**Collection entries**:
──────
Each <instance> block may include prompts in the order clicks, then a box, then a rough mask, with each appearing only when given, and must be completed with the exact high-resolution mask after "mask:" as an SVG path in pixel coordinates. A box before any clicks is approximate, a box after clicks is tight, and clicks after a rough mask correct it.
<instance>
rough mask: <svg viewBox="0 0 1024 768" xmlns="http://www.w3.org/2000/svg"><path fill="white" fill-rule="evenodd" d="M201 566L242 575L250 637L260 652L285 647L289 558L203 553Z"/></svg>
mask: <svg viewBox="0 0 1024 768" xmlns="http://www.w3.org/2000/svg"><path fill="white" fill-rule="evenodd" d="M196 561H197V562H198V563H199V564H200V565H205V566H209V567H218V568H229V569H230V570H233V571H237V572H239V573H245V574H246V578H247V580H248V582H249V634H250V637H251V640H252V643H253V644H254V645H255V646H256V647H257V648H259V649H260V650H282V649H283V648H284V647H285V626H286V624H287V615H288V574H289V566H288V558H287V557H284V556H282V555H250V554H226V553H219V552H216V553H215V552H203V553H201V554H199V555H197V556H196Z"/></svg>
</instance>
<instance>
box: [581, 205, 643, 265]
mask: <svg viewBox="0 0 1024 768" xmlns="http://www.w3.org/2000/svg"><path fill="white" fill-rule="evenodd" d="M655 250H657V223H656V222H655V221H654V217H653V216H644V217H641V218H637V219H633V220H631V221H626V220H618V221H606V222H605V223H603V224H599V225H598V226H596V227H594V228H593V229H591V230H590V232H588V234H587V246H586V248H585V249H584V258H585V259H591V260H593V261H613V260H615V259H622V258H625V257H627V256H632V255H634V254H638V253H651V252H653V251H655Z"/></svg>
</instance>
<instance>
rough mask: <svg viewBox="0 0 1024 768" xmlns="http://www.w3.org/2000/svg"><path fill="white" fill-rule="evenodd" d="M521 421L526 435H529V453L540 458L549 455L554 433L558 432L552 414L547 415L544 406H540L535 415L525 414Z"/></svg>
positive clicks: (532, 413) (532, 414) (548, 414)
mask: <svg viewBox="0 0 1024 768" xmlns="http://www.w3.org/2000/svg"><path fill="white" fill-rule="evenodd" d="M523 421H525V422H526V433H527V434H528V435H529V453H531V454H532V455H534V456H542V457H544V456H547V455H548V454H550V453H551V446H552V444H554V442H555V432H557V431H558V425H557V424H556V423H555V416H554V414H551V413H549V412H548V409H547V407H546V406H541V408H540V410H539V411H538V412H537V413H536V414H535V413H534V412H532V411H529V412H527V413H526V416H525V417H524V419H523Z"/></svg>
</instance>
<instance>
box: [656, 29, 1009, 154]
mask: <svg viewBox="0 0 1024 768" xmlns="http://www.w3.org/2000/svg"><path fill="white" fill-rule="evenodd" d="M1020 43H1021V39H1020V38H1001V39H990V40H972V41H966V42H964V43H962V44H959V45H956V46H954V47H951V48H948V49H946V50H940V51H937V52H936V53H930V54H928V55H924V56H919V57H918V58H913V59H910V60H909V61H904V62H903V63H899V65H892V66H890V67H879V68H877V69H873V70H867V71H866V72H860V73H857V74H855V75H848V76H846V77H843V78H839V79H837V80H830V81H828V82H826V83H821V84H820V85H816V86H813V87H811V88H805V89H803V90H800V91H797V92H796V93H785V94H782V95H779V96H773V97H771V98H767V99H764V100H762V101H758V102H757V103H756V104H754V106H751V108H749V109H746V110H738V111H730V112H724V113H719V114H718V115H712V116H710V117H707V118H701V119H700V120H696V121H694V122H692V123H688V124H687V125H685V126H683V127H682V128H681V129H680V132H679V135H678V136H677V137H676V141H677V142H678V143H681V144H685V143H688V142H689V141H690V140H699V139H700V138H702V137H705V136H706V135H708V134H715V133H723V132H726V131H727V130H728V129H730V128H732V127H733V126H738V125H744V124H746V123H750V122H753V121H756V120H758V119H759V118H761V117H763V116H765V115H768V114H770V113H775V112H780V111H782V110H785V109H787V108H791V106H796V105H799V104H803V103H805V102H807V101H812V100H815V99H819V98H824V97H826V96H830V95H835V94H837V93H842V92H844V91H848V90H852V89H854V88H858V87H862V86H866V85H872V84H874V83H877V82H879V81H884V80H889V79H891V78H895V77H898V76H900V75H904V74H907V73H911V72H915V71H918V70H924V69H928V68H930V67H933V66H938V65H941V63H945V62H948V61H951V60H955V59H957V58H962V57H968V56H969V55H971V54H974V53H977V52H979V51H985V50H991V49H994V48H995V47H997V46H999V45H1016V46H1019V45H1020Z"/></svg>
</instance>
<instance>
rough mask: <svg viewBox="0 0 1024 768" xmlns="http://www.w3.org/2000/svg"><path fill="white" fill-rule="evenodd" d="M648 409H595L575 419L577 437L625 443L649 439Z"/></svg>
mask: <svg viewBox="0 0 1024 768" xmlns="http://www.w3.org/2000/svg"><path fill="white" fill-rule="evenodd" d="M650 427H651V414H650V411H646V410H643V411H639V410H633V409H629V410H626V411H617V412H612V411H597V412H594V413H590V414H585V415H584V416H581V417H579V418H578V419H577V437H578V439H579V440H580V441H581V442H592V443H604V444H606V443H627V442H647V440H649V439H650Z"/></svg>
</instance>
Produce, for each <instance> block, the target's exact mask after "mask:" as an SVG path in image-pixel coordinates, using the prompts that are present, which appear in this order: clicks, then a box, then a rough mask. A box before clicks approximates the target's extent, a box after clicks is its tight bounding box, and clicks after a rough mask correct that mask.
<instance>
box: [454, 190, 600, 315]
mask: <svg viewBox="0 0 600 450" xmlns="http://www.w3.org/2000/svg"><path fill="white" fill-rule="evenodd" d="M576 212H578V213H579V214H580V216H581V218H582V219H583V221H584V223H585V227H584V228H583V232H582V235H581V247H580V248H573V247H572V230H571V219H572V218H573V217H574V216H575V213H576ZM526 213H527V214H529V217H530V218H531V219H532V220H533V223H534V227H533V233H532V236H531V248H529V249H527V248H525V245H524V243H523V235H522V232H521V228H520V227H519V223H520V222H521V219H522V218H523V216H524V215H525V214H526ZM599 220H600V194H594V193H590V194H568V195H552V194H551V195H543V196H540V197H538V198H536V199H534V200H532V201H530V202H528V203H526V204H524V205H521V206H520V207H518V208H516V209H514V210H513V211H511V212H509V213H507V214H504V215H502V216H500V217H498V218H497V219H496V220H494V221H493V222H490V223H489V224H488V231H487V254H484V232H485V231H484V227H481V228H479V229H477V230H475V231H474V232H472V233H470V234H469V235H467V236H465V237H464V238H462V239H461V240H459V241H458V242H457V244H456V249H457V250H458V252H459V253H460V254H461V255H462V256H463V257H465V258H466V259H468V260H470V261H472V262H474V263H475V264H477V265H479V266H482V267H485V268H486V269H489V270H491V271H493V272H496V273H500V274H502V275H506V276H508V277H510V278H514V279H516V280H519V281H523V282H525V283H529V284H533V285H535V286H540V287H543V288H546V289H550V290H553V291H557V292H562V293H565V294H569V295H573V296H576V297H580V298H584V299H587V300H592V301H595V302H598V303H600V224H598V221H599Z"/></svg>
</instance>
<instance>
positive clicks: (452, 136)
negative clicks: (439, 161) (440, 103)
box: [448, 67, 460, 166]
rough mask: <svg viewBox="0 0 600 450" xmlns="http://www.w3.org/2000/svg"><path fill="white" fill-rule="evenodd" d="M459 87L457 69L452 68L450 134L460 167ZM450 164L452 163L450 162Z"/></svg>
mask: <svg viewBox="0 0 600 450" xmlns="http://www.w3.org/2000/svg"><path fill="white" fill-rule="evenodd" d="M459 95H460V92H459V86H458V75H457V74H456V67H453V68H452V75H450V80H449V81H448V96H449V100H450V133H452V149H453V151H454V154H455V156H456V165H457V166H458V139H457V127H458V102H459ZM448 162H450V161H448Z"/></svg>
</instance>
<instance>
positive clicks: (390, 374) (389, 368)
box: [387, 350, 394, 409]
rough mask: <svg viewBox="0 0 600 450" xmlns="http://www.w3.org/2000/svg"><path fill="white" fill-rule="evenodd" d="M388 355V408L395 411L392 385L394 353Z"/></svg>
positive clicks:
──────
**WHAT TO WORK ON**:
Format the lines of the items above as a JSON list of strings, one string per line, skipping blank lines. Start with the line containing "355V408L395 411L392 385L394" and include every line through the end of the items.

**TASK RESULT**:
[
  "rough mask: <svg viewBox=\"0 0 600 450\" xmlns=\"http://www.w3.org/2000/svg\"><path fill=\"white\" fill-rule=\"evenodd\" d=\"M388 355V408L395 411L392 385L394 353Z\"/></svg>",
  "positive clicks:"
]